Write out all of the entries exactly, please.

RECORDED DATA:
>> Begin
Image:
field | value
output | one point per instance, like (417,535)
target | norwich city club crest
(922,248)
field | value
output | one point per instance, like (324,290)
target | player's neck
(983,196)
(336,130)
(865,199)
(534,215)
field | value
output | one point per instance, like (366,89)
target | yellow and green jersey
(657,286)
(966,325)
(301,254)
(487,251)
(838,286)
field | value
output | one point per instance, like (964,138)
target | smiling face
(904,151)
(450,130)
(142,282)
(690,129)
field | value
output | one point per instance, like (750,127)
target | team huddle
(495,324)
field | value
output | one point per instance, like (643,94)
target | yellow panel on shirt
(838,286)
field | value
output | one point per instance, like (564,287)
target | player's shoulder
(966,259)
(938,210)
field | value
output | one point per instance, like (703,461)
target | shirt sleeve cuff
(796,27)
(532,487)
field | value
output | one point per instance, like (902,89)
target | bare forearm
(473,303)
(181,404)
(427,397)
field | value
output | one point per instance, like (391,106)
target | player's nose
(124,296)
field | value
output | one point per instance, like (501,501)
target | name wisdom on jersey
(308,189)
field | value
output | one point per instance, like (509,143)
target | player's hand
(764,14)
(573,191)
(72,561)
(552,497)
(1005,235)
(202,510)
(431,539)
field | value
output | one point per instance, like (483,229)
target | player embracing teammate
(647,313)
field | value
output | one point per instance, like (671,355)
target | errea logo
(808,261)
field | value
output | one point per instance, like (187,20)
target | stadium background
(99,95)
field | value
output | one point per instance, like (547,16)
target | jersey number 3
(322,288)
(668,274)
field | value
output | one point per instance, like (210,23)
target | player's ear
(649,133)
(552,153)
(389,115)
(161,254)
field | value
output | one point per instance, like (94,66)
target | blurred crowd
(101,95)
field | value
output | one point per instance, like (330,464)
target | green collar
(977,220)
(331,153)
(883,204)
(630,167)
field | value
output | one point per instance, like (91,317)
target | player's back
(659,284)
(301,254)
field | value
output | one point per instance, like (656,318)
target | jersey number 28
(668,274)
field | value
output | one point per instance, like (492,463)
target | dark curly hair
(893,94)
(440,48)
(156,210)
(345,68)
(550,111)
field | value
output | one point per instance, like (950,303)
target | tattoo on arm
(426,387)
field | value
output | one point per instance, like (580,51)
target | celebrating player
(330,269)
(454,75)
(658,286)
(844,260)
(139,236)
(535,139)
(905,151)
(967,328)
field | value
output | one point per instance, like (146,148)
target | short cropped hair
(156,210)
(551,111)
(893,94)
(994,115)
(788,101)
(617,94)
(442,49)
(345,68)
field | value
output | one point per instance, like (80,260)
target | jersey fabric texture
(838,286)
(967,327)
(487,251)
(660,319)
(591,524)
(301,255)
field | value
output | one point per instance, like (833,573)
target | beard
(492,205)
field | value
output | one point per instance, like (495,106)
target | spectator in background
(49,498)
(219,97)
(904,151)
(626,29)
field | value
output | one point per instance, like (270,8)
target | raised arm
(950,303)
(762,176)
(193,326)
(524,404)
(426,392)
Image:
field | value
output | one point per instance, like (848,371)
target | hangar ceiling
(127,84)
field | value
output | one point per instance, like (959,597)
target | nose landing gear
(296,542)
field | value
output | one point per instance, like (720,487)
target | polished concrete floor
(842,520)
>> End
THE REPLY:
Image:
field | value
output | one point per instance, like (417,535)
target | norwich city club crest
(922,248)
field | value
output | one point per instance, like (324,290)
target | player's neck
(983,196)
(336,130)
(865,199)
(534,215)
field | value
output | one point per instance, like (366,89)
target | yellow and green jersey
(657,286)
(966,325)
(301,254)
(487,251)
(838,286)
field | value
output | one point per instance, like (964,138)
target | smiling face
(904,151)
(450,130)
(142,282)
(690,129)
field | value
output | one point per instance, like (750,127)
target | team huddle
(495,324)
field | value
output | one point per instance, like (643,94)
target | yellow panel on shirt
(838,286)
field | value
output | one point per instance, like (564,287)
target | player's shoulder
(966,259)
(938,210)
field | value
output | one point per instance, like (703,461)
target | shirt sleeve cuff
(796,27)
(532,487)
field | value
output | one point per instance, like (902,89)
target | bare forearm
(473,303)
(181,404)
(427,397)
field | value
output | one point per instance, like (391,106)
target | player's nose
(124,296)
field | value
output | one point per instance, like (501,501)
target | name wisdom on jersey
(308,189)
field | value
output | one point per instance, like (509,143)
target | player's hand
(764,14)
(573,191)
(72,561)
(552,497)
(1005,235)
(202,510)
(431,539)
field | value
output | one point per instance, like (483,229)
target | player embracing teammate
(647,313)
field | value
output | one point per instance, like (671,355)
target | errea logo
(808,261)
field | value
output | one point per instance, like (187,20)
target | stadium background
(99,95)
field | value
output | one point per instance, like (547,16)
target | jersey number 3
(322,288)
(668,274)
field | value
output | one point per instance, like (210,23)
target | player's ear
(649,133)
(552,153)
(389,115)
(161,254)
field | value
output | one point per instance, like (94,66)
target | blurred crowd
(101,95)
field | value
output | one point per instance, like (330,464)
target | green collar
(977,220)
(331,153)
(883,204)
(630,167)
field | value
output | one point per instance, like (91,317)
target | player's back
(659,284)
(301,254)
field | value
output | one point per instance, like (656,318)
target | jersey number 28
(668,274)
field | value
output | one point per instance, like (492,463)
target | dark curly hair
(893,94)
(440,48)
(156,210)
(345,68)
(550,111)
field | value
output | one point per instance, like (950,303)
target | tattoo on arm
(426,387)
field | value
output | one point per instance, like (580,51)
target | celebrating player
(330,269)
(454,75)
(658,286)
(844,260)
(139,236)
(535,139)
(905,151)
(967,328)
field | value
output | one point per instance, like (146,148)
target | short cropped hair
(156,210)
(551,111)
(893,94)
(994,115)
(788,101)
(617,94)
(442,49)
(345,68)
field | value
output | one point per instance, like (80,260)
target | jersey fabric texture
(838,286)
(967,327)
(487,251)
(660,319)
(591,524)
(301,255)
field | value
output | one point per instance, like (833,573)
target | beard
(492,205)
field | value
output | one point per instance, like (495,106)
target | spectator in background
(49,498)
(219,97)
(904,151)
(626,29)
field | value
output | one point per instance, like (270,8)
target | raised arm
(950,303)
(762,176)
(193,326)
(524,404)
(426,392)
Image:
field | value
output | one point per instance, like (848,371)
target | hangar ceiling
(127,84)
field | value
output | one point per instance, like (959,597)
target | nose landing gear
(296,542)
field | value
output | one point per instance, like (720,487)
target | polished concrete floor
(842,520)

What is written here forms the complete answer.